#### Given records

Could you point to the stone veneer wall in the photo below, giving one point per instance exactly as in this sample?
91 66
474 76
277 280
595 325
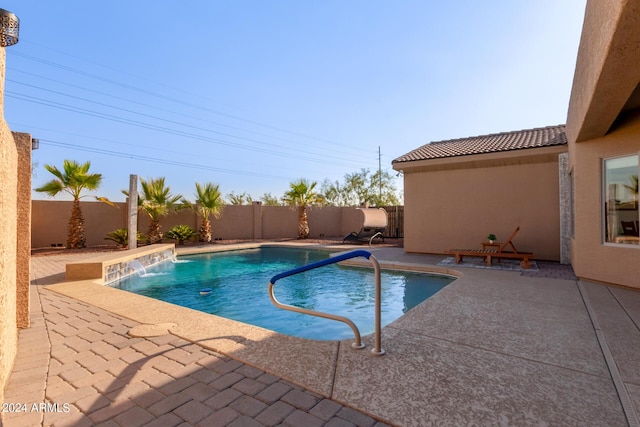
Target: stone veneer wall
126 268
8 240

########

◆ **Work to complete**:
Pictures are to be excluded; the records themselves are to be reproduced exactly.

◆ **Written reply**:
Could you point to the stone veneer wall in the photo below, giving one point per instance exactly as in this sample?
91 66
474 76
277 280
595 325
Target: stone veneer wall
126 268
8 240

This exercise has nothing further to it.